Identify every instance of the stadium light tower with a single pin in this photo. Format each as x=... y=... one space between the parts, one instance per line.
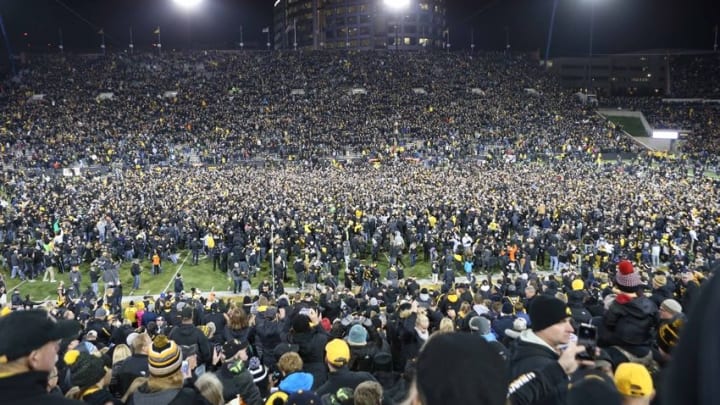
x=590 y=45
x=396 y=7
x=187 y=4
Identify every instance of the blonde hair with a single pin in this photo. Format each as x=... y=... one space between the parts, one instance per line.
x=121 y=353
x=368 y=393
x=210 y=388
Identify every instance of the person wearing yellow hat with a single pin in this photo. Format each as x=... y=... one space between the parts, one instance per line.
x=634 y=383
x=337 y=357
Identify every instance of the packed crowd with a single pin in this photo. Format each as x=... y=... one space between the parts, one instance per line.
x=227 y=107
x=609 y=338
x=329 y=226
x=627 y=245
x=691 y=78
x=692 y=75
x=698 y=118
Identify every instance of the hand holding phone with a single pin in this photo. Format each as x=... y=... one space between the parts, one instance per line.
x=587 y=336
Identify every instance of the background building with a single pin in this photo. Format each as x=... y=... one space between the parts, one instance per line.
x=359 y=24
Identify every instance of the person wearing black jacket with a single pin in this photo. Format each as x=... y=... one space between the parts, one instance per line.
x=136 y=365
x=337 y=358
x=311 y=339
x=186 y=334
x=28 y=347
x=235 y=376
x=537 y=349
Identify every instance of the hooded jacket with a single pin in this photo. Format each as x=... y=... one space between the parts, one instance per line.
x=188 y=335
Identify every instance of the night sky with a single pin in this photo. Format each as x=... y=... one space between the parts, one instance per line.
x=620 y=25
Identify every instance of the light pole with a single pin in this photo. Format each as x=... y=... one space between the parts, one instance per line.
x=396 y=7
x=550 y=30
x=592 y=32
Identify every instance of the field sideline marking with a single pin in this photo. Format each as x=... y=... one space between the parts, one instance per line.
x=172 y=279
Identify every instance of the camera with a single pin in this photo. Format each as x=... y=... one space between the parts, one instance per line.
x=587 y=336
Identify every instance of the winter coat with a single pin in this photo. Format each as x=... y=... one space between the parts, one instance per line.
x=185 y=396
x=188 y=335
x=29 y=388
x=343 y=378
x=312 y=351
x=132 y=368
x=629 y=322
x=532 y=354
x=237 y=380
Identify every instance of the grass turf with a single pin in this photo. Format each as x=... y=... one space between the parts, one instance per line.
x=200 y=276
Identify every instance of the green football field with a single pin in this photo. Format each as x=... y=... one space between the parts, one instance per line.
x=200 y=276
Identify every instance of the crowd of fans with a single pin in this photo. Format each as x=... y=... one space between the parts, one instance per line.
x=234 y=106
x=618 y=250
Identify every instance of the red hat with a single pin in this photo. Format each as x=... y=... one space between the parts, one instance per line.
x=627 y=279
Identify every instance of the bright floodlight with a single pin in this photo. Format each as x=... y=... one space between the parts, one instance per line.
x=397 y=4
x=187 y=4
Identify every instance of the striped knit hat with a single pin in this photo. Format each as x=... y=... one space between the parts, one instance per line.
x=164 y=357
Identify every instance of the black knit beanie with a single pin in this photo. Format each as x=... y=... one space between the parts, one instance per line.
x=546 y=311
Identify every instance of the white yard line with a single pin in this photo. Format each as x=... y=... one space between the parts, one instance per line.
x=172 y=279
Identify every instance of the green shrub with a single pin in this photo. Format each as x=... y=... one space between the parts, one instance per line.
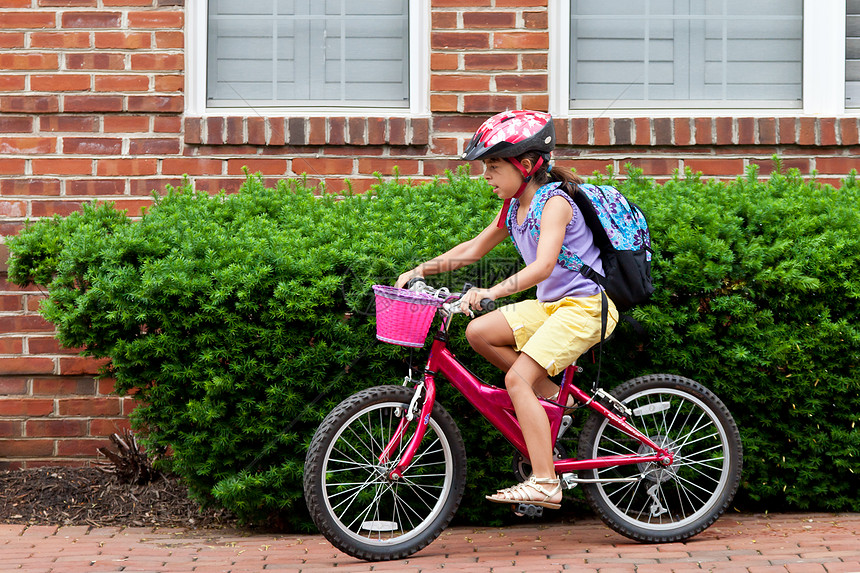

****************

Produce an exact copy of the records above, leaving out the pictures.

Identify every instance of the stadium light tower with a single pin in this photo. Format each as x=... y=... one space between the parts, one instance per line.
x=590 y=45
x=396 y=7
x=187 y=4
Identify every instance of the blonde hair with a single pin in this photo. Format each as x=... y=... one space between the parts, one instance per line.
x=121 y=353
x=368 y=393
x=210 y=388
Identify every instance of the person wearing yellow hat with a single pin in this photo. Format each as x=... y=... one space between the parts, one instance per line.
x=634 y=383
x=337 y=357
Identify every instance of the packed crowd with a single pin in this photo. Format each as x=... y=... one space between the parts, one instance per line.
x=227 y=107
x=609 y=338
x=329 y=226
x=627 y=245
x=691 y=78
x=692 y=75
x=698 y=118
Identify every instance of the hand holding phone with a single pin in this photo. Format each as x=... y=... one space between the parts, one instance per line.
x=587 y=336
Identify every instance of the background building with a single pin in this photo. Format each as x=... y=... one space between the parts, one instance per line.
x=359 y=24
Identify every instance of the person wearing black jacket with a single pin in this photo. Format each as x=... y=... one space between the parts, one instance per line.
x=136 y=365
x=337 y=358
x=311 y=339
x=186 y=334
x=28 y=347
x=235 y=376
x=537 y=349
Identify every instance of the hooded jacket with a single pin in this photo. Format each as x=... y=... one space between the parts, one instance per line.
x=188 y=335
Identify every instance of the night sky with a single pin in this photo. Format each as x=... y=... one space between the parts, one instance per line.
x=620 y=25
Identify every instance of the light pole with a single pin in this photo. Format each as x=... y=... one space between the parts, one instance per line.
x=396 y=7
x=550 y=30
x=592 y=32
Identify every instance of the field sideline marking with a single pin in this photo. Format each as x=... y=... one space between the parts, one instance per line.
x=172 y=279
Identify every instance of the camera with a single pin in this photo. Format each as x=... y=... one space between the parts, one instance per line.
x=587 y=336
Identify every instance of the winter coat with a single pin in this photo. Format each as x=... y=... one space between the parts, one instance per line.
x=185 y=396
x=188 y=335
x=29 y=388
x=343 y=378
x=312 y=351
x=132 y=368
x=629 y=322
x=532 y=354
x=237 y=380
Identify every instance of the grass turf with a single pin in this photo. Format each as x=... y=... one space between the parts, one instance per line.
x=200 y=276
Identify every instance of the green football field with a single pin in this photo. Format each as x=... y=... one space between the parts, one instance per line.
x=200 y=276
Identify every instance of the crowd of fans with a single pin in this photo. Format each as x=... y=... one space between the parts, one instance per line.
x=234 y=106
x=618 y=250
Identify every instance of the red hat with a single pin in this photo. Format each as x=... y=... one space between the parts, one instance per line.
x=627 y=279
Identify every instance of the bright floodlight with a single pin in this photo. Format each as x=... y=... one space between the parts, one instance per line.
x=397 y=4
x=187 y=4
Identify every instance of the striped knit hat with a single pin in this photo. Format each as x=... y=... one space between the parts, one instance per line.
x=164 y=357
Identify every instance of the black knit beanie with a single pin in this photo. Format each as x=... y=... one space between the parts, one instance per line.
x=546 y=311
Identify every instance of the white yard line with a single pin in this photo. Format each as x=... y=... one space between the parts, one instance per line.
x=172 y=279
Identify every instance of the green shrub with a single pin in this photo. Format each as x=... y=... one space between the parts, one instance per line.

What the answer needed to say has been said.